By March 20 Confederate troops began to arrive at the Rolling Fork and the upper end of Deer Creek. The earliest Rebel troops to arrive were those of Lee, a battalion of infantry, six field pieces of artillery, and 40 to 50 cavalry, all led by Lieutenant Colonel Samuel W. Ferguson. They had been at Fort Pemberton, the most serious impediment to the Yazoo Pass expedition. The removal of Ferguson's men gave the Federal commander there, Brigadier General Isaac F. Quinby, a good chance to take the fort, but Quinby remained unaware of his advantage. The opportunity to satisfy that part of Grant's strategy was missed.

The Rebel soldiers began by felling trees across Deer Creek, further impeding the progress of the flotilla. Porter sent some 300 of his sailors ashore under Lieutenant Commander John M. Murphy with orders to clear away the opposition. They occupied a small Indian mound that dominated the field and were for a time able to drive the enemy away, and the gunboats managed to crawl forward to within 0.5 mi of the Rolling Fork. There they skirmished with Ferguson's force until the light failed, and the Union shore party retired to the protection of the armor of their vessels.

Ferguson renewed the attack the next day, March 21. Ferguson put his soldiers again to work obstructing the stream. Porter realized that he was blocked, so he began to reverse his course back down Deer Creek. About the time the ships began to move, however, a plantation slave brought word that some of the Confederate troops had slipped around the flotilla and were felling trees in their rear. The report was confirmed by (Union) Colonel Giles Smith of the 8th Missouri Infantry, who had come up Deer Creek and had counted more than forty large trees lying across the stream. Smith's regiment was welcome protection, but they were not strong enough to drive the enemy off.

==Sherman's army comes==
Porter now had to consider the possibility that his vessels would be trapped. Although they were in no immediate danger, the Rebels could starve him out. He sent a message to Sherman outlining his predicament and urging him to hasten to the rescue. Meanwhile, preparing for the worst, he ordered his captains to be ready to destroy their ships rather than let them fall into enemy hands.

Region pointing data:
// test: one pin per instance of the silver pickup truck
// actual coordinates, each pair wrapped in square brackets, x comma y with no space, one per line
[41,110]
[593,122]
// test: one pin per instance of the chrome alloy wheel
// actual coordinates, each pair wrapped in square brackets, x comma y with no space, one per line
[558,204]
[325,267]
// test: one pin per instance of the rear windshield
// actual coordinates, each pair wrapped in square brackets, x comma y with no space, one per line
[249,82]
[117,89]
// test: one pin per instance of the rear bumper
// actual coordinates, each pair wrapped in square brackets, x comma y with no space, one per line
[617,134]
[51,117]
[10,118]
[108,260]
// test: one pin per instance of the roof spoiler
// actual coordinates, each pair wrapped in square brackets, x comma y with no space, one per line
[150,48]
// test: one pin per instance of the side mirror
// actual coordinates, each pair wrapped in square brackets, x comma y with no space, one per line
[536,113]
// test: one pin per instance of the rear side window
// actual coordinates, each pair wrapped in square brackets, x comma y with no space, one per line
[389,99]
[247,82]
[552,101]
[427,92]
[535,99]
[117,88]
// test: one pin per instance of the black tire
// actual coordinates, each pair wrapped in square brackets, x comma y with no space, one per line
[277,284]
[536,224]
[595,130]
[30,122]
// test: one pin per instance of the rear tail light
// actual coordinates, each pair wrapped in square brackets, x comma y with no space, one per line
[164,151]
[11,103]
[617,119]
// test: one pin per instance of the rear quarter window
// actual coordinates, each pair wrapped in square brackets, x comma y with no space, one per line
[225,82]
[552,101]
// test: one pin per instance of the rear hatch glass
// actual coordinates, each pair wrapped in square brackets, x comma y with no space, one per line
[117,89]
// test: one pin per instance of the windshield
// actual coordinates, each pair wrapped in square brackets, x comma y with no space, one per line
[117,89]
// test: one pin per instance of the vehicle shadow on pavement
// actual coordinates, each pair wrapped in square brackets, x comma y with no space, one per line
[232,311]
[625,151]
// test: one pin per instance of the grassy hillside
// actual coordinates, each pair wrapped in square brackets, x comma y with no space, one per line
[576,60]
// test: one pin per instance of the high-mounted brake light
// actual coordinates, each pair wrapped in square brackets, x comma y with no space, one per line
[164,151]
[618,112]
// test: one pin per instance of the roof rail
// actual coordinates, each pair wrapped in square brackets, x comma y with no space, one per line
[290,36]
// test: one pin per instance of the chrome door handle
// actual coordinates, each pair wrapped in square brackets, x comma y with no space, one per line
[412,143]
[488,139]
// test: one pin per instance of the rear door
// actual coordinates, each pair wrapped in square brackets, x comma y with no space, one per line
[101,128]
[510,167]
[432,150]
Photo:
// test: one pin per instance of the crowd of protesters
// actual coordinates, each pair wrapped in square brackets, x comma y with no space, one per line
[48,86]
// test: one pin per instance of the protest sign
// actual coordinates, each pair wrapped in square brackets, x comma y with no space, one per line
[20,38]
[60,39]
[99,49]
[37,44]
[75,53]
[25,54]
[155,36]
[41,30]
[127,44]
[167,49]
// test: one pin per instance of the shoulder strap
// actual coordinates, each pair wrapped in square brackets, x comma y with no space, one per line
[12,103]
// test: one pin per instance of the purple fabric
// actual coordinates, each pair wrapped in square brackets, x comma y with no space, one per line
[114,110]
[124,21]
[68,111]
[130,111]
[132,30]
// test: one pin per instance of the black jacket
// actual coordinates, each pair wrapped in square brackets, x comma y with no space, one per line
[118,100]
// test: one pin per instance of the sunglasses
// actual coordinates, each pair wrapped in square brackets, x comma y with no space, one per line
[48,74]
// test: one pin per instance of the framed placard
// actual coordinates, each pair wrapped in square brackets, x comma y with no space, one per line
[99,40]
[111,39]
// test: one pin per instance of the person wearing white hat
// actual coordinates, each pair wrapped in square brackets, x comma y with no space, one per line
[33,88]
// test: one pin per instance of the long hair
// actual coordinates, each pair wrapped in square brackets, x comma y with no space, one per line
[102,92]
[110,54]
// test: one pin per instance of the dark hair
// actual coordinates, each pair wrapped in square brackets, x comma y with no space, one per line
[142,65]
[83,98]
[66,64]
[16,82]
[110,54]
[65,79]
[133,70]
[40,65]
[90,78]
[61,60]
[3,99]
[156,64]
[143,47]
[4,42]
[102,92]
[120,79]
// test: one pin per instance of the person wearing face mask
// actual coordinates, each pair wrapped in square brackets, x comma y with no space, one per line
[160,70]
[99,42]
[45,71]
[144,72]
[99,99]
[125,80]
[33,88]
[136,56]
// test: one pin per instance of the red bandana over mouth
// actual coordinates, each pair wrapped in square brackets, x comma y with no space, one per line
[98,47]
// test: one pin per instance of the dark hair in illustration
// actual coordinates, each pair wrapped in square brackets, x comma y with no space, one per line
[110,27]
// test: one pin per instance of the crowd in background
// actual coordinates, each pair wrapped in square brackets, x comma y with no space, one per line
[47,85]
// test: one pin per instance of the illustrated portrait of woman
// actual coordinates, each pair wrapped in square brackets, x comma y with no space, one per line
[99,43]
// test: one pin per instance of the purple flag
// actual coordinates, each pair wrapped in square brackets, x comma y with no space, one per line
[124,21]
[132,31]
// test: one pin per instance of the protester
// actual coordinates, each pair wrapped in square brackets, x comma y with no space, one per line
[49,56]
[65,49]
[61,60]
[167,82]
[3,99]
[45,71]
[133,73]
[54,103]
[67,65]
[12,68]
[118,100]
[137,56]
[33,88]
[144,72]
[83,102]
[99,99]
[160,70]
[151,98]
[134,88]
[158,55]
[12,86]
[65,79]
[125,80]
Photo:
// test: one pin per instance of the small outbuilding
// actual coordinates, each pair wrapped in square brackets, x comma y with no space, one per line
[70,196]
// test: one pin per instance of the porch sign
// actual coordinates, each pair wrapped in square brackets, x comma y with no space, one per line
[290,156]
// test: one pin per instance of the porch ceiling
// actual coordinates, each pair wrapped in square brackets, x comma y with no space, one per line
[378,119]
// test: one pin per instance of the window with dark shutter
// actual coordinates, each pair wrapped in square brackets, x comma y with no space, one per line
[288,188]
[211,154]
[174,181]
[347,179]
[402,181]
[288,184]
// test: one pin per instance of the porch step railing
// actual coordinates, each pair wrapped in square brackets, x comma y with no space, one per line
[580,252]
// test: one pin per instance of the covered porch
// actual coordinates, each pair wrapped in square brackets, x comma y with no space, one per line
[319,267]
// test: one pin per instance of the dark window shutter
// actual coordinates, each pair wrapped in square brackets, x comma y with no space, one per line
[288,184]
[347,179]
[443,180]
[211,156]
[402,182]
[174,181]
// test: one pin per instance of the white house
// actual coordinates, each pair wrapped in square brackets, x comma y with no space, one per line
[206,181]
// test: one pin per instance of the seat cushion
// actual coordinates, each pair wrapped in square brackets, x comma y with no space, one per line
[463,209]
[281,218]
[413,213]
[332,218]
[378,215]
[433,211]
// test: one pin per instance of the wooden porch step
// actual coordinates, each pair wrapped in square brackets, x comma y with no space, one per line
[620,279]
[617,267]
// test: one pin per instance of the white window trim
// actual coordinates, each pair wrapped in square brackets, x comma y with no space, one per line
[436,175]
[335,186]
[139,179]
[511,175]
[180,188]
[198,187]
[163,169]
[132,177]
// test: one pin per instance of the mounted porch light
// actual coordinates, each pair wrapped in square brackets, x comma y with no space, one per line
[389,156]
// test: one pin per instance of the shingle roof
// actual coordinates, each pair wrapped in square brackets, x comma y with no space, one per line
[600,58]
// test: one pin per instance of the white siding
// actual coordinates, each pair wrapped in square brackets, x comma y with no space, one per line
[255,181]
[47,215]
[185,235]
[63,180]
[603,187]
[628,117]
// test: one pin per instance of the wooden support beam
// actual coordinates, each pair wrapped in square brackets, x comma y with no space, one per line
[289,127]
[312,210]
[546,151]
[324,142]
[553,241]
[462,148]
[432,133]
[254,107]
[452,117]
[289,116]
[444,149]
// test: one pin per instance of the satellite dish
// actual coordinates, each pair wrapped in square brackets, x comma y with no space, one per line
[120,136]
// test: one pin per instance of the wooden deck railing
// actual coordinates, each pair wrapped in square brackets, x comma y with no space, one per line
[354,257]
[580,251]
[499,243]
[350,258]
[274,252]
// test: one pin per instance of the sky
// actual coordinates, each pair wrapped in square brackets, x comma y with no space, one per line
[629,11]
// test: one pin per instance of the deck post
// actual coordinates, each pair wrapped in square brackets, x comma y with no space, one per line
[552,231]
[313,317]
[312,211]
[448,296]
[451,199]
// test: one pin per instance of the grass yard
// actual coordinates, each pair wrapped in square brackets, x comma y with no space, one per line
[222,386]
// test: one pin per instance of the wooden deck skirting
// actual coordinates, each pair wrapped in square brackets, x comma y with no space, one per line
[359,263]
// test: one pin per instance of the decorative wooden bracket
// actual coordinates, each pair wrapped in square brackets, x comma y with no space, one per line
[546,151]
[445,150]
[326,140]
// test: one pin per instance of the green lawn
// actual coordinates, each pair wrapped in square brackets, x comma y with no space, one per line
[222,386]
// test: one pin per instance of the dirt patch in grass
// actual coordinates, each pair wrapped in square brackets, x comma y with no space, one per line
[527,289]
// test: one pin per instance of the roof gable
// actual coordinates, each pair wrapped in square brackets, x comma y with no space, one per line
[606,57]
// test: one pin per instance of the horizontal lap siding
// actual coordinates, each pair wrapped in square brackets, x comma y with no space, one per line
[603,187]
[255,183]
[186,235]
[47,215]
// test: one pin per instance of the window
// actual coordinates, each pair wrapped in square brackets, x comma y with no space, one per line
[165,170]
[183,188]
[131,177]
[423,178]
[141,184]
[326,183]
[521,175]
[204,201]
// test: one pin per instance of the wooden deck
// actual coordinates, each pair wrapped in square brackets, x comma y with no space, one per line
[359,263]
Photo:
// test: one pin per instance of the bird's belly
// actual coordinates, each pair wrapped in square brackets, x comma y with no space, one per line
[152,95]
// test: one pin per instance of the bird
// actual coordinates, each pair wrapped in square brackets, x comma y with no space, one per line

▶ [WORK REQUEST A]
In the text about the Deer Creek fighting, how many large trees did Colonel Giles Smith count lying across the stream?
▶ [WORK REQUEST B]
Copy the part of the Deer Creek text between "Ferguson renewed the" and "the enemy off.", inclusive.

▶ [WRITTEN RESPONSE A]
More than forty.

▶ [WRITTEN RESPONSE B]
Ferguson renewed the attack the next day, March 21. Ferguson put his soldiers again to work obstructing the stream. Porter realized that he was blocked, so he began to reverse his course back down Deer Creek. About the time the ships began to move, however, a plantation slave brought word that some of the Confederate troops had slipped around the flotilla and were felling trees in their rear. The report was confirmed by (Union) Colonel Giles Smith of the 8th Missouri Infantry, who had come up Deer Creek and had counted more than forty large trees lying across the stream. Smith's regiment was welcome protection, but they were not strong enough to drive the enemy off.